___ Input for this task

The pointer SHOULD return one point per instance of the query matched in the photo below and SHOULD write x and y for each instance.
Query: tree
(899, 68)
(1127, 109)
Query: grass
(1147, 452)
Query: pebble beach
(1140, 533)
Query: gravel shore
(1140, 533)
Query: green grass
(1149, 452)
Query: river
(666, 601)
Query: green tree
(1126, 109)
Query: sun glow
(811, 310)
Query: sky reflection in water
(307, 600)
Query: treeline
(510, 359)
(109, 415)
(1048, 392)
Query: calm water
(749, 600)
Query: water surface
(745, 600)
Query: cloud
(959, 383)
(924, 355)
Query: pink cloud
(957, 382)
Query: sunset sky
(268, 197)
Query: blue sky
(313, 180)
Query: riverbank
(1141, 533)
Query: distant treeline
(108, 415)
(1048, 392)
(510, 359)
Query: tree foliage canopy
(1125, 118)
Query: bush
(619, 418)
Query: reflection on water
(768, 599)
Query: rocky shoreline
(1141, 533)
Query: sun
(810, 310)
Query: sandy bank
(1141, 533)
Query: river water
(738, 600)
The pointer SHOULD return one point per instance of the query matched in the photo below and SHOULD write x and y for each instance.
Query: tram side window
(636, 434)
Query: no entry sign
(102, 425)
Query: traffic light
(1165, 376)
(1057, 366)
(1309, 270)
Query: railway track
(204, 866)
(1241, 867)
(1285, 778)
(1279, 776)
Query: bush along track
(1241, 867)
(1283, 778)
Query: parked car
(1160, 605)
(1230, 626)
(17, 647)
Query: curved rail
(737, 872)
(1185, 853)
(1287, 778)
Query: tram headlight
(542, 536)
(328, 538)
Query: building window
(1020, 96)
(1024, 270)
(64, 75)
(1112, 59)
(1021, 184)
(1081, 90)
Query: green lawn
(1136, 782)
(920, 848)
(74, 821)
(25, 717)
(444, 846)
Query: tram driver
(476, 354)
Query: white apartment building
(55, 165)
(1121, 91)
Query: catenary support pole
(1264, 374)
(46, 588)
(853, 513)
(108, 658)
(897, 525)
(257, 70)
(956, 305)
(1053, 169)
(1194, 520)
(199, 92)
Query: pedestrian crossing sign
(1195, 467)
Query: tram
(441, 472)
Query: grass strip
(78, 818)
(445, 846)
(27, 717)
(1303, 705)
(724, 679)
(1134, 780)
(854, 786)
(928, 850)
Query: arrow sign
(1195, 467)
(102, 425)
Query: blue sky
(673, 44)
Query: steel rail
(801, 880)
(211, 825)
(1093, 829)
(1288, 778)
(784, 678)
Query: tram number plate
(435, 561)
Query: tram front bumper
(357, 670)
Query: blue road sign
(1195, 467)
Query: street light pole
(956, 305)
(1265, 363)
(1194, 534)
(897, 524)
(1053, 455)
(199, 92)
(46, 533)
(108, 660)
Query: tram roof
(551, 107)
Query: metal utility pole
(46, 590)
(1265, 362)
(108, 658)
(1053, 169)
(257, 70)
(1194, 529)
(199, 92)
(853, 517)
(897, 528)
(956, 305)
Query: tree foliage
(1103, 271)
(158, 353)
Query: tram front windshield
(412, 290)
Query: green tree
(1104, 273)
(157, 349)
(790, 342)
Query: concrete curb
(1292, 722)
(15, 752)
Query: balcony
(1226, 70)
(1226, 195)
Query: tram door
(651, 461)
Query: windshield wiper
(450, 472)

______
___ Input for this task

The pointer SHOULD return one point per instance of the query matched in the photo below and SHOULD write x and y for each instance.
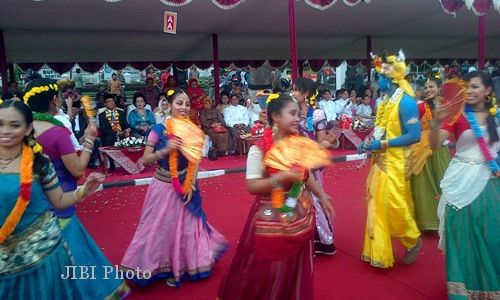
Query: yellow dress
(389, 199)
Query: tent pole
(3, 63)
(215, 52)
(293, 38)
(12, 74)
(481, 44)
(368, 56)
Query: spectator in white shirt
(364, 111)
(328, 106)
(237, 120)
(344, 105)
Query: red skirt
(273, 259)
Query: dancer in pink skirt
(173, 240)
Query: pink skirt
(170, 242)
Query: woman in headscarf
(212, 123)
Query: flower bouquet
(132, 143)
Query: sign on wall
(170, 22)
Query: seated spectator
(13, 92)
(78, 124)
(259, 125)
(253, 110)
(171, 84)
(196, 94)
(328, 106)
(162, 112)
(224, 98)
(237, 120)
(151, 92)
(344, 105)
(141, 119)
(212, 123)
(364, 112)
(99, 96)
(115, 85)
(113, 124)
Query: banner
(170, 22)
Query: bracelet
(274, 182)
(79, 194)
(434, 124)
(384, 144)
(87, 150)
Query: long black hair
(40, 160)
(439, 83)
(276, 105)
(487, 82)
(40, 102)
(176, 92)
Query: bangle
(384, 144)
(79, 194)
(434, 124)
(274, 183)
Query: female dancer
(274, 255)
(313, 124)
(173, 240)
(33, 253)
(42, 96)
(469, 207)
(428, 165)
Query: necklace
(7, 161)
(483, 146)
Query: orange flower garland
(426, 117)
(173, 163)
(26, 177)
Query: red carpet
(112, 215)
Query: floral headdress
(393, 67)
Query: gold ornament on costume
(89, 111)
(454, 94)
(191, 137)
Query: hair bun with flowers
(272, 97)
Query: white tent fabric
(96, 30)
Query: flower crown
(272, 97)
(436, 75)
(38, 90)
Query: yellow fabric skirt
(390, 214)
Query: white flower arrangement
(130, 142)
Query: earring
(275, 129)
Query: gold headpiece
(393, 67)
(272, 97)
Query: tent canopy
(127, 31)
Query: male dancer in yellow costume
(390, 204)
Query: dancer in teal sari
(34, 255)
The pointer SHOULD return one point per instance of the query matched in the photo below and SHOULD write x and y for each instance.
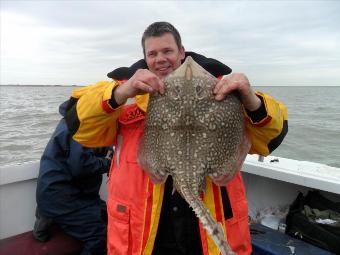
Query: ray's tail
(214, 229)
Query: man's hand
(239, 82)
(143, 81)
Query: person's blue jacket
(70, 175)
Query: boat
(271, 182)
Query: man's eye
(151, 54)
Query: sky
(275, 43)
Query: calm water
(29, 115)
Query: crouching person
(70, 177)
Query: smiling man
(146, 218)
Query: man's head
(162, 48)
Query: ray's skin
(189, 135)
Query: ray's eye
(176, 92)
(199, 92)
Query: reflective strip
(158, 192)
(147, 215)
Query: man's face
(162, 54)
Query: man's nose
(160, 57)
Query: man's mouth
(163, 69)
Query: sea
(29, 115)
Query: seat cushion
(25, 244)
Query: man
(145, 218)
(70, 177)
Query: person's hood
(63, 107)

______

Report each line in the listing above that contains the string "canopy". Case counts.

Written response ▸
Query: tree foliage canopy
Query: tent canopy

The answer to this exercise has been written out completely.